Text provided:
※ ※ ※

Observability Stack
A comprehensive monitoring and logging stack for enterprise infrastructure observability using the ELK (Elasticsearch, Logstash, Kibana) stack and Grafana. Includes sample data ingestion, alerting rules, and incident simulation scenarios.
Overview
The Observability Stack provides a complete monitoring solution with:
- Elasticsearch: Distributed search and analytics engine for logs and metrics
- Logstash: Data processing pipeline for log ingestion and transformation
- Kibana: Visualization and exploration interface for Elasticsearch data
- Grafana: Advanced metrics dashboarding and alerting platform
- Sample Logs: Realistic log data for testing and demonstration
- Alerting: Automated incident detection and notification rules
- Incident Simulation: Scenarios for testing monitoring and response procedures
Architecture
┌─────────────────┐ ┌─────────────────┐ ┌─────────────────┐
│ Log Sources │ │ Logstash │ │ Elasticsearch │
│ (Applications │───►│ (Ingestion & │───►│ (Storage & │
│ / Systems) │ │ Processing) │ │ Analytics) │
└─────────────────┘ └─────────────────┘ └─────────────────┘
│ │ │
▼ ▼ ▼
┌─────────────────┐ ┌─────────────────┐ ┌─────────────────┐
│ Alerting │ │ Kibana │ │ Grafana │
│ Rules │ │ (Dashboards & │ │ (Metrics & │
│ │ │ Exploration) │ │ Dashboards) │
└─────────────────┘ └─────────────────┘ └─────────────────┘
Quick Start
Prerequisites
- Docker and Docker Compose
- At least 4GB RAM available
- Ports 5601 (Kibana), 9200 (Elasticsearch), 3000 (Grafana) available
Setup
cd observability-stack
# Start the observability stack
docker-compose up -d
# Wait for services to be ready (may take 2-3 minutes)

※ ※ ※

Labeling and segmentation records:
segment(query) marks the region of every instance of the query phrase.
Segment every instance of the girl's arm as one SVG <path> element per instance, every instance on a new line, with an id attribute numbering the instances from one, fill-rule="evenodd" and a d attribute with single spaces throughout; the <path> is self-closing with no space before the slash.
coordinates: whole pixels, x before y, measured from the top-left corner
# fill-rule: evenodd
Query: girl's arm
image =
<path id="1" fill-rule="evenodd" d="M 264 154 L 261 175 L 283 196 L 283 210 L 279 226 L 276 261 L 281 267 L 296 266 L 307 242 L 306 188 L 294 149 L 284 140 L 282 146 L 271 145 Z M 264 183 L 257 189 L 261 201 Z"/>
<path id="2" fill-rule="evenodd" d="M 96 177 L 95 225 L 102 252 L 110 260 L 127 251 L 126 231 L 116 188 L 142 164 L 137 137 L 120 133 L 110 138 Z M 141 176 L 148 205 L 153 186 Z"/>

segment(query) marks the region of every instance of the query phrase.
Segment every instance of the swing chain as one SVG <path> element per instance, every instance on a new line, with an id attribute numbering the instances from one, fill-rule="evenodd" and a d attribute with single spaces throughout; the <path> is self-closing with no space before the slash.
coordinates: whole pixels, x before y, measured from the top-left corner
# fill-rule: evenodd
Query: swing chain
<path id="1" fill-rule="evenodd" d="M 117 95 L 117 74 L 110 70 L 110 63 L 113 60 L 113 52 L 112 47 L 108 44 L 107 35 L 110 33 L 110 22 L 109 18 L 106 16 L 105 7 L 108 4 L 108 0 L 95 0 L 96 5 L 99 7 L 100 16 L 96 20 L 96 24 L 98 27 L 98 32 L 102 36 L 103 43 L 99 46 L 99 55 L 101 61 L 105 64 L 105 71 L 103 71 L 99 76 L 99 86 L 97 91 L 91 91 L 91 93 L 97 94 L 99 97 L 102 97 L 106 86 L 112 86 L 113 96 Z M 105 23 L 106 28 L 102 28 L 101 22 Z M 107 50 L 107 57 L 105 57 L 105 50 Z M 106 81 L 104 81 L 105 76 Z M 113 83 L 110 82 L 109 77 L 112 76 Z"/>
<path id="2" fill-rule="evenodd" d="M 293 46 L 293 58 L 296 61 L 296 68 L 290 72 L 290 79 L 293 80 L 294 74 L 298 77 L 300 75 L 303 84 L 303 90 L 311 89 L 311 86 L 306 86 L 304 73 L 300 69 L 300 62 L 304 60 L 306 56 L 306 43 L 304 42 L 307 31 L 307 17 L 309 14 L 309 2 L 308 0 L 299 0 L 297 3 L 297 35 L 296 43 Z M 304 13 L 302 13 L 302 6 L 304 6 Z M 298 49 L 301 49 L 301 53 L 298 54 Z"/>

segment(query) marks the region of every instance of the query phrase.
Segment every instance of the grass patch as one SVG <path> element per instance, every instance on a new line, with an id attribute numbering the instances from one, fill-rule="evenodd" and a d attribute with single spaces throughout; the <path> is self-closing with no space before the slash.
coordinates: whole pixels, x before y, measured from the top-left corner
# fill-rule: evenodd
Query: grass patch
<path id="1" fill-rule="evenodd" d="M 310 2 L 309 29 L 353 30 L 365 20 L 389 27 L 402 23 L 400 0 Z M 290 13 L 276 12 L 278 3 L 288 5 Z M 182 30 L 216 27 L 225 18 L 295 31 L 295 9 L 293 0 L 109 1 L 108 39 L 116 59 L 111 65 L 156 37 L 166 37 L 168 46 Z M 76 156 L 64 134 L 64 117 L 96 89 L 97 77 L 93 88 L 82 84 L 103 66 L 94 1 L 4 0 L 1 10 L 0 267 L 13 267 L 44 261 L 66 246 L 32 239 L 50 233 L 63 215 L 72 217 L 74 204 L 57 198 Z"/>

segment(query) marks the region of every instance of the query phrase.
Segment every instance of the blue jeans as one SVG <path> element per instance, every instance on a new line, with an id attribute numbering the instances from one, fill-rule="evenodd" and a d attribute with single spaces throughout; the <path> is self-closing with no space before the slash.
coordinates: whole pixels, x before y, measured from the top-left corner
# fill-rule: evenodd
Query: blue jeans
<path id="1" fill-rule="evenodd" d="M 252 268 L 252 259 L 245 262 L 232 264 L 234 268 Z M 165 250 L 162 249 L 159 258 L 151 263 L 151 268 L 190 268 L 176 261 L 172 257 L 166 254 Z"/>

※ ※ ※

Task goal:
Reproduce the observability stack text in full, character for character, from its title to its final line.

Task solution:
Observability Stack
A comprehensive monitoring and logging stack for enterprise infrastructure observability using the ELK (Elasticsearch, Logstash, Kibana) stack and Grafana. Includes sample data ingestion, alerting rules, and incident simulation scenarios.
Overview
The Observability Stack provides a complete monitoring solution with:
- Elasticsearch: Distributed search and analytics engine for logs and metrics
- Logstash: Data processing pipeline for log ingestion and transformation
- Kibana: Visualization and exploration interface for Elasticsearch data
- Grafana: Advanced metrics dashboarding and alerting platform
- Sample Logs: Realistic log data for testing and demonstration
- Alerting: Automated incident detection and notification rules
- Incident Simulation: Scenarios for testing monitoring and response procedures
Architecture
┌─────────────────┐ ┌─────────────────┐ ┌─────────────────┐
│ Log Sources │ │ Logstash │ │ Elasticsearch │
│ (Applications │───►│ (Ingestion & │───►│ (Storage & │
│ / Systems) │ │ Processing) │ │ Analytics) │
└─────────────────┘ └─────────────────┘ └─────────────────┘
│ │ │
▼ ▼ ▼
┌─────────────────┐ ┌─────────────────┐ ┌─────────────────┐
│ Alerting │ │ Kibana │ │ Grafana │
│ Rules │ │ (Dashboards & │ │ (Metrics & │
│ │ │ Exploration) │ │ Dashboards) │
└─────────────────┘ └─────────────────┘ └─────────────────┘
Quick Start
Prerequisites
- Docker and Docker Compose
- At least 4GB RAM available
- Ports 5601 (Kibana), 9200 (Elasticsearch), 3000 (Grafana) available
Setup
cd observability-stack
# Start the observability stack
docker-compose up -d
# Wait for services to be ready (may take 2-3 minutes)